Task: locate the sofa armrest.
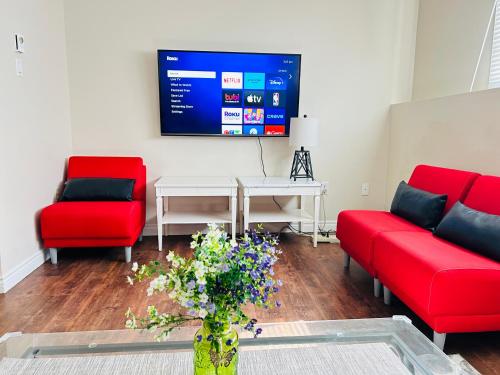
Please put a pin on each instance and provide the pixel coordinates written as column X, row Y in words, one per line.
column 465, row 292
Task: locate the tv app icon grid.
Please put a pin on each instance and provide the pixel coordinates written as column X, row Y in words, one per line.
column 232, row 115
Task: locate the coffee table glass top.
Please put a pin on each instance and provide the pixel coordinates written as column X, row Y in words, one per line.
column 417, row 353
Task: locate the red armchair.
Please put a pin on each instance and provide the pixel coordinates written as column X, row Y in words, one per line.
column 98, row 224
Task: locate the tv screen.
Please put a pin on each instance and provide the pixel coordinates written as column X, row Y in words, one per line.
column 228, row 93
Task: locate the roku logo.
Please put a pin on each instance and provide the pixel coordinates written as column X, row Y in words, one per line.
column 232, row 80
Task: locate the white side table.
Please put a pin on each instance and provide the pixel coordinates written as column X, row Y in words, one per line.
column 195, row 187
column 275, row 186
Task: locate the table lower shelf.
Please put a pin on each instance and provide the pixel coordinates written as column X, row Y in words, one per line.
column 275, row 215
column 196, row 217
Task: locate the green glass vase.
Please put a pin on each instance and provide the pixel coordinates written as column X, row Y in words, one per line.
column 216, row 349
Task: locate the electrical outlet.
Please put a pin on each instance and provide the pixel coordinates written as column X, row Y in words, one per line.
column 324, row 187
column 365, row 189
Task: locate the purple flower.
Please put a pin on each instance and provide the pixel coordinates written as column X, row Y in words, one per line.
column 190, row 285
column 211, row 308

-=-=-

## Work instruction
If a line holds an image, leave the image out; retype everything else in the entries exactly.

## Result for this task
Task: locate the sofa armrest.
Please put a pin on each instance and provide the pixel coordinates written as column X, row Y in words, one per line.
column 465, row 292
Task: locate the tv app icon grid.
Please put a pin on each instance and provide the pixel coordinates written as column X, row Y in words, one per line.
column 232, row 115
Task: locate the coffee table glass top.
Please put a pin on each instance and provide the pixel coordinates written as column X, row Y in words, one per line.
column 417, row 353
Task: locate the red armchair.
Please put a pin on each instance and provide the pixel coordinates written as column X, row Y in words, one per line.
column 98, row 224
Task: locate the tv screen.
Please put a pin on each instance and provide the pixel coordinates written as column X, row Y in words, one per line.
column 228, row 93
Task: locate the roku logo.
Please put a pin on each instance and provide the pixel coordinates written as column X, row Y in words, one per line.
column 232, row 80
Task: locate the white side table.
Please put a pin on each instance and provide the pixel coordinates written as column X, row Y in words, one per line.
column 195, row 187
column 275, row 186
Task: locate the table lower shelf.
Please put a pin on each instance and provide the pixel coordinates written as column X, row Y in words, one per line.
column 275, row 215
column 196, row 217
Task: locate the green glass vase.
Please put a pin on each instance and provide the pixel coordinates written as column X, row Y in words, one per line.
column 216, row 349
Task: locate the electrical outlet.
Please put a pin on each instance and provide the pixel coordinates written as column X, row Y in words, one per line.
column 324, row 187
column 365, row 189
Task: locate the purple flower.
Please put a pin on each instance and provide the pixel coordinates written as column X, row Y in words, one per line.
column 190, row 285
column 211, row 308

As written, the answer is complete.